Written task a
Identify each line in the rows below that holds the string "background", and copy those lines.

Document excerpt
_ _ _

We could be anything ♪


♪ BotBots!
Like a hot dog or ice cream ♪


♪ BotBots!
Mischief without a care ♪


♪ BotBots!
Secret robots everywhere ♪


♪ BotBots!
Here we come!


♪ BotBots! BotBots!
BotBots! BotBots! ♪


[male announcer]
Hey you! Yes, you!

Do you love the Mall?
Love to shop and hang out?

Well what if you got PAID
to do it?! No joke!

- Get ready to become a...
- [female voice] MALLFACE!

[male announcer] We're casting
for on-screen talent

to appear in video ads for this
very Mall.

And we want YOU!

Upload pics of yourself around
the Mall to our app:

MALLFACE! The user with the
most liked selfie

will star in a future Mall
video!

[female voice] You're one pic
away from being

the best kind of famous:
MALL FAMOUS!

Oh man, MALL FAMOUS!

It does not get better than
that, ok!

Calm down, Dave. Focus on the
quality of the work.

[shutter clicking]

Okay, uploaded.

Now gonna play it cool and not
check my phone for a bit.

ZERO likes? Awww!

There's no greater
measurement of love

than "likes"! Ugh.

Wait, I know what'll work...

[Dave] Action pose! Action pose!
Action pose!

Ugh! Clogstopper, why do you
keep doing stuff like this?!

It's my hobby. I look for the
most difficult surfaces

to get unstuck from,
then I stick myself to them!

That seems like a bad idea.

All my best ideas are bad ideas!

[smug chuckling] Outdid myself
this time.

[effort grunts]

Uh, guys?

All we have to do is
give it

%.

Wait. What happens to us
if he suddenly gets free?

_ _ _

Part of a data file
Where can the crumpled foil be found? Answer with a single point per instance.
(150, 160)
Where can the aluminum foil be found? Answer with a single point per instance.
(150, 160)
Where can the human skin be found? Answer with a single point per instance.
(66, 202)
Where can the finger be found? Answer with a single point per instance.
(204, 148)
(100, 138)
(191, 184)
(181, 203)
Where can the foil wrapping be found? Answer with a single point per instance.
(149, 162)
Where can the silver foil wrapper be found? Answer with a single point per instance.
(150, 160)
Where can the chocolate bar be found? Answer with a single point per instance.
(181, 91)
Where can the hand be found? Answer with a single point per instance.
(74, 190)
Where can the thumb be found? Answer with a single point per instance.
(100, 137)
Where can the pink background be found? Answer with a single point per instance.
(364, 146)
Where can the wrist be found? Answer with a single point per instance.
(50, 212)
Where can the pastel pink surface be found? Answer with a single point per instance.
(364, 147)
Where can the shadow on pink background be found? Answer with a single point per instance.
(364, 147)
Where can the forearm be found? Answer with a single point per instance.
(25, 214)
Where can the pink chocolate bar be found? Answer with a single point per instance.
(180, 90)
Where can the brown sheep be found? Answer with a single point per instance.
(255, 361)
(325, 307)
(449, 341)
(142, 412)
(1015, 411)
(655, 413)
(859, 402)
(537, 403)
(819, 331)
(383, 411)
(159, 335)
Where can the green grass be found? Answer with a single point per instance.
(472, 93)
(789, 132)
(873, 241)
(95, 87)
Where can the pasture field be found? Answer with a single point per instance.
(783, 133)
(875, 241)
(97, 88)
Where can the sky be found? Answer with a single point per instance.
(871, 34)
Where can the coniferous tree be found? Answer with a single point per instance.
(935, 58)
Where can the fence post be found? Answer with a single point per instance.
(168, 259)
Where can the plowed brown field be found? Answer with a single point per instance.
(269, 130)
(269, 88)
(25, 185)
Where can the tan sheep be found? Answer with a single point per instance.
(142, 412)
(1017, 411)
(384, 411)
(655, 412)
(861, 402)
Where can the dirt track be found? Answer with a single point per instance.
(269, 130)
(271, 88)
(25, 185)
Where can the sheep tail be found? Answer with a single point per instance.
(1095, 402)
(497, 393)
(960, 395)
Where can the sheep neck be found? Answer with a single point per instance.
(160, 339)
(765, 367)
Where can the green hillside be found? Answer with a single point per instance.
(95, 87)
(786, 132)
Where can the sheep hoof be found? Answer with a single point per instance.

_ _ _

Written task b
Answer these questions using the transcript above:
(i) What is the name of the app to which people upload pictures of themselves around the Mall?
(ii) What will the user with the most liked selfie get to do?
(iii) What is Clogstopper's hobby?

Solution a
Where can the pink background be found? Answer with a single point per instance.
Where can the shadow on pink background be found? Answer with a single point per instance.

Solution b
(i) MALLFACE.
(ii) Star in a future Mall video.
(iii) Looking for the most difficult surfaces to get unstuck from and then sticking himself to them.